■ TASKS TO PERFORM:
**1)** Duplicate the part of the Hive forum thread starting with "When I do a count(*) group by col0 on table 2" and going on through "failure you're seeing?".
**2)** Summarize the Hive forum thread in two sentences.
**3)** In the Hive forum thread, what kind of column is "_col0"?
*** Opening TEXT UNDER STUDY ***
Created 05-15-2018 05:03 PM
Thanks Scott. That is what I had assumed but whats interesting is i have 2 tables: Table2 is much larger than 1 based off TableScan.
Table 1:
and Table 2:
When I do a count(*) group by col0 on table 1. There is only one ID.
When I do a count(*) group by col0 on table 2 there are about 5-6 ID's but still one that is heavily skewed.
Table 1 gets OOM error while table 2 doesnt. Any ideas on why this would be happening?
Created 05-15-2018 06:36 PM
"_col0" is an internal/generated column. If you run a "select count(*) from foo" hive does not have to read any columns from the table, it just needs to count the records. What the explain plan says is that the table scan and select operator first generate empty records from the table. Then the group by counts those and stores that in a generated column "_col0". (There is a second group by because Hive has to aggregate all the results from the different "mappers".)
If you just count all rows it's odd to run out of memory. What's the actual query and failure you're seeing?
Created 05-15-2018 09:02 PM
See error below:
0: jdbc:hive2://localhost:10000> select count(*) from db1.table1; Waiting to acquire compile lock. Acquired the compile lock. ---------------------------------------------------------------------------------------------- VERTICES MODE STATUS TOTAL COMPLETED RUNNING PENDING FAILED KILLED ---------------------------------------------------------------------------------------------- Map 1 ......... container RUNNING 1034 1010 0 24 39 0 Reducer 2 container INITED 1 0 0 1 0 0 ---------------------------------------------------------------------------------------------- VERTICES: 00/02 [=========================>>-] 97% ELAPSED TIME: 53.36 s ---------------------------------------------------------------------------------------------- Error: org.apache.hive.service.cli.HiveSQLException: Error while processing statement: FAILED: Execution Error, return code 2 from org.apache.hadoop.hive.ql.exec.tez.TezTask. Vertex failed, vertexName=Map 1, vertexId=vertex_1525980884509_57715_1_00, diagnostics=[Task failed, taskId=task_1525980884509_57715_1_00_000565, diagnostics=[TaskAttempt 0 failed, info=[Container container_1525980884509_57715_01_000003 finished with diagnostics set to [Container failed, exitCode=-104. Container [pid=14308,containerID=container_1525980884509_57715_01_000003] is running beyond physical memory limits. Current usage: 1.6 GB of 1.5 GB physical memory used; 3.5 GB of 7.5 GB virtual memory used. Killing container. Dump of the process-tree for container_1525980884509_57715_01_000003 :
I too agree that its weird a simple count(*) is getting OOM. Interestingly, if i do something like the below, it counts fine:
0: jdbc:hive2://localhost:10000> select sum(cnt) from (select count(*) cnt, run_detail_id from db1.table1 group by run_detail_id) a; Waiting to acquire compile lock. Acquired the compile lock. ---------------------------------------------------------------------------------------------- VERTICES MODE STATUS TOTAL COMPLETED RUNNING PENDING FAILED KILLED ---------------------------------------------------------------------------------------------- Map 1 .......... container SUCCEEDED 1034 1034 0 0 0 0 Reducer 2 ...... container SUCCEEDED 211 211 0 0 0 0 Reducer 3 ...... container SUCCEEDED 1 1 0 0 0 0 ---------------------------------------------------------------------------------------------- VERTICES: 03/03 [==========================>>] 100% ELAPSED TIME: 47.64 s ---------------------------------------------------------------------------------------------- +------------+ | _c0 | +------------+ | 227394274 | +------------+
Created 05-29-2018 05:53 PM
@Gunther Hagleitner @Scott Shaw
any ideas?
*** Closing TEXT UNDER STUDY ***
*** Opening GIVEN ENTRIES ***
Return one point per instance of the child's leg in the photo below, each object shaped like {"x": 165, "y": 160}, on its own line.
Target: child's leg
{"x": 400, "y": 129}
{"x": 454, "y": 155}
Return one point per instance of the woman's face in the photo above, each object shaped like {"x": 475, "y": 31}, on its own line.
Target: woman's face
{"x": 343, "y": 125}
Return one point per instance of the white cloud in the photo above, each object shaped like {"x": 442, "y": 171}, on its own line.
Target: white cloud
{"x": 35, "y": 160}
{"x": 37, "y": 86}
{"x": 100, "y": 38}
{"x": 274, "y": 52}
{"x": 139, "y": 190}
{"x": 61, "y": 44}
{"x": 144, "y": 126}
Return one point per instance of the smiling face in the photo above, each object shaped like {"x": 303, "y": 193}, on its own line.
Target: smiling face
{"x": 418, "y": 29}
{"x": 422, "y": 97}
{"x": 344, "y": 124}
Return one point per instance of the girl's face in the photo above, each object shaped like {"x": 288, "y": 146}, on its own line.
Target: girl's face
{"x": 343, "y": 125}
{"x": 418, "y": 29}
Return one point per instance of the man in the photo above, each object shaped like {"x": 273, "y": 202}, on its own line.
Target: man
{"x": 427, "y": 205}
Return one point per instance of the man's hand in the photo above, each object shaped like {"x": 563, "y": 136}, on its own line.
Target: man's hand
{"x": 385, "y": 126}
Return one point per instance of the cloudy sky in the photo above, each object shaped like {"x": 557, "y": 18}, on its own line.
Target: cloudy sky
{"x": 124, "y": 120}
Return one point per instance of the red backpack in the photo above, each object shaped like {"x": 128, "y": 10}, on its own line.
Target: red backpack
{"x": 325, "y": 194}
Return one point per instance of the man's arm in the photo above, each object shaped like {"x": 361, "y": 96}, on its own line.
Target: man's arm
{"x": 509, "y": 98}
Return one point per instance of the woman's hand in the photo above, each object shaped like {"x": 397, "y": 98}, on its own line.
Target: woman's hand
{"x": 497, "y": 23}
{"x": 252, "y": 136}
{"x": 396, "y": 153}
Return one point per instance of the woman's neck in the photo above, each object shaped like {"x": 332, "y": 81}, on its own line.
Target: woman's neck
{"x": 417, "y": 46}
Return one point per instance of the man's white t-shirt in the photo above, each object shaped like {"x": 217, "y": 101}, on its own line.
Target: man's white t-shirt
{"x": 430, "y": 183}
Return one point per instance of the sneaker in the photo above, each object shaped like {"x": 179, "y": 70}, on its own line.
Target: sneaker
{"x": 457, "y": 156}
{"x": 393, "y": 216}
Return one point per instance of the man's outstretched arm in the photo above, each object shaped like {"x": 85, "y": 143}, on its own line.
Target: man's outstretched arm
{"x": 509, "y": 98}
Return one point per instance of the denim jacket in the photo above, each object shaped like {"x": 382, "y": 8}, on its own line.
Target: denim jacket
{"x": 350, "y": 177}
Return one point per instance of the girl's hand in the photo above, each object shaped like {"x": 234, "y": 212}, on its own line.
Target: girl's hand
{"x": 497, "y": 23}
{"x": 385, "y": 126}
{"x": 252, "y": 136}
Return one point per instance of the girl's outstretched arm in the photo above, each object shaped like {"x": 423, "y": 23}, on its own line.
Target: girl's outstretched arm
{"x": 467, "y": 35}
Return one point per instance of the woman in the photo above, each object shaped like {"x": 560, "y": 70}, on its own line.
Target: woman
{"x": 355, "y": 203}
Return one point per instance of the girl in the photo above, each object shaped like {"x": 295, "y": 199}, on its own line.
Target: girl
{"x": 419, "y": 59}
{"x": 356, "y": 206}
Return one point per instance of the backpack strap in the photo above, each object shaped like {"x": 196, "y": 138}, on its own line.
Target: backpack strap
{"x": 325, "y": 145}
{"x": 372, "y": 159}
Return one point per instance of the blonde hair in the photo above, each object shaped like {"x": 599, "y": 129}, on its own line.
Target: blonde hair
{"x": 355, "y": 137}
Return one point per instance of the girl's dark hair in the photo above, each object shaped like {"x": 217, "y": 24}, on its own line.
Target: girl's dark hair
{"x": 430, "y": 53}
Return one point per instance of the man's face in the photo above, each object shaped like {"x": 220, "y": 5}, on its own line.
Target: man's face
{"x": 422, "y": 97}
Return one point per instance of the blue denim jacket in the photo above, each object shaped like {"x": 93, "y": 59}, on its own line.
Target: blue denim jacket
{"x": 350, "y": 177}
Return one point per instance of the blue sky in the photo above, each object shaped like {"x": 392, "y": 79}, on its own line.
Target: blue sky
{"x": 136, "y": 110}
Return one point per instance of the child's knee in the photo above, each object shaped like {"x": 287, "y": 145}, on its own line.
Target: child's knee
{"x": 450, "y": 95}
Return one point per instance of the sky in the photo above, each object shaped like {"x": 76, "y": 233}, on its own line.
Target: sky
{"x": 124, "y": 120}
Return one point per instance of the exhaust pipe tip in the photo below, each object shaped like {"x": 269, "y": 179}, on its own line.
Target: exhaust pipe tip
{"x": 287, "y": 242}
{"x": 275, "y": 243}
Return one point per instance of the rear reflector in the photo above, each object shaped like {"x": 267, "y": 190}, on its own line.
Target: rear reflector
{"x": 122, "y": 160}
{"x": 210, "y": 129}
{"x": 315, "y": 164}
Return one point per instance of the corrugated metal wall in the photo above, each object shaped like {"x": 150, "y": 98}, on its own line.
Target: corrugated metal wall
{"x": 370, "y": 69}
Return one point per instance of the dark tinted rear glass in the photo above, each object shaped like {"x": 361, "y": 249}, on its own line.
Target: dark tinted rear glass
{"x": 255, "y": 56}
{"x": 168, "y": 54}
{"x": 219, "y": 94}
*** Closing GIVEN ENTRIES ***
■ OUTPUTS FOR THE TASKS:
**1)**
When I do a count(*) group by col0 on table 2 there are about 5-6 ID's but still one that is heavily skewed.
Table 1 gets OOM error while table 2 doesnt. Any ideas on why this would be happening?
Created 05-15-2018 06:36 PM
"_col0" is an internal/generated column. If you run a "select count(*) from foo" hive does not have to read any columns from the table, it just needs to count the records. What the explain plan says is that the table scan and select operator first generate empty records from the table. Then the group by counts those and stores that in a generated column "_col0". (There is a second group by because Hive has to aggregate all the results from the different "mappers".)
If you just count all rows it's odd to run out of memory. What's the actual query and failure you're seeing?

**2)** A simple count(*) on one Hive table fails with an out-of-memory error, because a container exceeds its physical memory limit (1.6 GB used of 1.5 GB), while a larger table counts without trouble. A reply calls running out of memory when counting all rows odd, and the poster notes that summing per-ID grouped counts on the same table completes successfully.

**3)** It is an internal, generated column.